───── DATA TO PROCESS ─────

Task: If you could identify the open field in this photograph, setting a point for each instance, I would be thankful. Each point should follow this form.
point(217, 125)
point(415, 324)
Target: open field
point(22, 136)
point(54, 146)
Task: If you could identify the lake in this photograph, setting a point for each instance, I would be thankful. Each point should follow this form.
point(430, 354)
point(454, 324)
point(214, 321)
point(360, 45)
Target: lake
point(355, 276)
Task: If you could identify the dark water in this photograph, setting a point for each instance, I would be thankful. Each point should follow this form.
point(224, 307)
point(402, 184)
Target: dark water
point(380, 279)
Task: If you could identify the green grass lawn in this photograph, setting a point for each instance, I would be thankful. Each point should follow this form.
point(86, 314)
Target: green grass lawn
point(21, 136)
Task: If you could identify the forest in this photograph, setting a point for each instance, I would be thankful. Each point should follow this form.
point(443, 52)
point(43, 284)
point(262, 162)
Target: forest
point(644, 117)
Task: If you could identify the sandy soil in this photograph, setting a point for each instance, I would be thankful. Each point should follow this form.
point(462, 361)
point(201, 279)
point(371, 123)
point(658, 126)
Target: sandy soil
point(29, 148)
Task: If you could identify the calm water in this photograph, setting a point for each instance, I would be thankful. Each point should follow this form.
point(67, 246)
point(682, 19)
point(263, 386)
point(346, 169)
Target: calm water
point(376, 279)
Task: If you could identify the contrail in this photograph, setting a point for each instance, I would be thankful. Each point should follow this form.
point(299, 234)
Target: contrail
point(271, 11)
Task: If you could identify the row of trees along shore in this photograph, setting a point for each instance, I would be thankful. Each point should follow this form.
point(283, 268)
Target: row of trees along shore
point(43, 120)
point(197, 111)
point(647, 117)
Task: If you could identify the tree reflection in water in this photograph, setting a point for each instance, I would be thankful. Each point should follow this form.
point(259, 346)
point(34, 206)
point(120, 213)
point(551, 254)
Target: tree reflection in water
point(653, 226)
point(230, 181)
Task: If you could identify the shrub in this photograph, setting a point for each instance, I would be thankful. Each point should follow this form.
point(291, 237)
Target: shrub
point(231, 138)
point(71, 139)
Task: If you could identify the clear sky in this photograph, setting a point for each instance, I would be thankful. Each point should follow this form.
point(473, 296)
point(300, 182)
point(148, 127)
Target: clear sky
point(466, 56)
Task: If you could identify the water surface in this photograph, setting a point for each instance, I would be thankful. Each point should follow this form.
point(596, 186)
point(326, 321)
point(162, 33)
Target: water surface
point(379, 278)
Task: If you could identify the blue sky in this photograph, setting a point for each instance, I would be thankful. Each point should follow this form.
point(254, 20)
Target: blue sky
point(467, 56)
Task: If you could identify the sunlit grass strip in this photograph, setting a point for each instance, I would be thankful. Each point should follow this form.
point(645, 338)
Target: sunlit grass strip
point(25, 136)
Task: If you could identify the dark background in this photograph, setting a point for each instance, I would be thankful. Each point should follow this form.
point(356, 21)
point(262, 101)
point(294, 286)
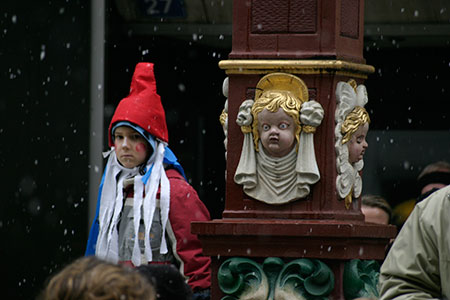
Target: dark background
point(44, 123)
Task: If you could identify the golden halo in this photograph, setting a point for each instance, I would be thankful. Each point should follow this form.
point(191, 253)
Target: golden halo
point(284, 82)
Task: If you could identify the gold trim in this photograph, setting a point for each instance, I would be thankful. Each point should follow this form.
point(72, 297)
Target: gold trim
point(282, 81)
point(256, 66)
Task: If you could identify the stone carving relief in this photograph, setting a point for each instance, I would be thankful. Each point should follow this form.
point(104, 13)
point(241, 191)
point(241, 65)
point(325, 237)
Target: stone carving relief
point(278, 163)
point(352, 124)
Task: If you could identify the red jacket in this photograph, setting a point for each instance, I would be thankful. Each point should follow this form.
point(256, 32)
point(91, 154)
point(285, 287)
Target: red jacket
point(185, 207)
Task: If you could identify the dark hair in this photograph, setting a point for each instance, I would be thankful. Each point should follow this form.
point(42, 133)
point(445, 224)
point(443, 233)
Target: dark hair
point(377, 201)
point(168, 281)
point(91, 278)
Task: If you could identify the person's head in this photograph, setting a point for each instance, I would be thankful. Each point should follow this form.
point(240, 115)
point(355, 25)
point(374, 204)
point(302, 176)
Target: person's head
point(276, 113)
point(168, 281)
point(131, 148)
point(90, 278)
point(140, 113)
point(354, 131)
point(376, 209)
point(434, 176)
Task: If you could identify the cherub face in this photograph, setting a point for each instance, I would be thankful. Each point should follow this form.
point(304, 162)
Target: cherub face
point(357, 145)
point(276, 132)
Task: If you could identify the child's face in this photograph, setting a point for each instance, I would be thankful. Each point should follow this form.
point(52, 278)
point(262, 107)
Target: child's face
point(131, 148)
point(276, 131)
point(358, 144)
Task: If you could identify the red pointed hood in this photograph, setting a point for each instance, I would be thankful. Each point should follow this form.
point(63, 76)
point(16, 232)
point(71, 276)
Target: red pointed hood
point(143, 105)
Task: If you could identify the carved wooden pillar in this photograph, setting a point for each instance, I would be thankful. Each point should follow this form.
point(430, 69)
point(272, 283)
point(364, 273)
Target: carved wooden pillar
point(321, 42)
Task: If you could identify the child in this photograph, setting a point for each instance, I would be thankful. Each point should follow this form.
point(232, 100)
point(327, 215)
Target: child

─────

**TASK DETAILS:**
Reproduce exactly, and with no other material, the lines between those holding "Target: contrail" and "point(120, 213)", inclusive.

**ANSWER TO THE EXERCISE:**
Target: contrail
point(271, 11)
Task: If you could identify the row of trees along shore in this photograph, setting a point for each instance, I would be thankful. Each point should follow this form.
point(283, 268)
Target: row of trees along shore
point(43, 120)
point(197, 111)
point(647, 117)
Task: If you could identify the tree reflection in water in this photograph, setting a point for each instance, I would be thankful. Each point should follow this form.
point(259, 346)
point(34, 206)
point(120, 213)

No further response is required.